→ **WHAT NEEDS TO BE DONE**
Reproduce every line of the material below word for word, without altering anything.

[Object pointing dataset rows]
>> Begin

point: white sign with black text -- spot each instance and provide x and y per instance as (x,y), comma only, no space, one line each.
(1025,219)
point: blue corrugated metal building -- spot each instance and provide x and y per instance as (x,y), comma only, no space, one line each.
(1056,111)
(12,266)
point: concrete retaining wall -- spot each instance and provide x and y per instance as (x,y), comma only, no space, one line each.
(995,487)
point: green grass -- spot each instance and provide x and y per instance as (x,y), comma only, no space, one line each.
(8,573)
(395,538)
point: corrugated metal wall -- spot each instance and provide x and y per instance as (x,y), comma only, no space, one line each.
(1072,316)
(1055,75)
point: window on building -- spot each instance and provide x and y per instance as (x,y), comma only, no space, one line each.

>> End

→ **THE SOLUTION**
point: white sign with black text -- spot each instance and provide x and y per instance as (x,y), comma only, no space, one line each.
(1025,219)
point: blue corrugated metal building -- spot each instance and provide x and y per instance as (x,y), comma only, no space, one line each.
(1056,111)
(12,266)
point: concrete retaining wall -- spot each instance and provide x and y per instance as (x,y), comma only, no space, one line each.
(995,487)
point: green grass -- spot each instance and provide x and y per instance as (x,y), comma only, no space, one line each.
(8,573)
(395,538)
point: corrugated metal wall -- spot each instance and provide x and y per instance as (x,y), comma only, no space, one line each.
(1072,316)
(1055,75)
point: window on building -- spot each instance and provide x and y per instance as (x,y), comma only, no space, one line each.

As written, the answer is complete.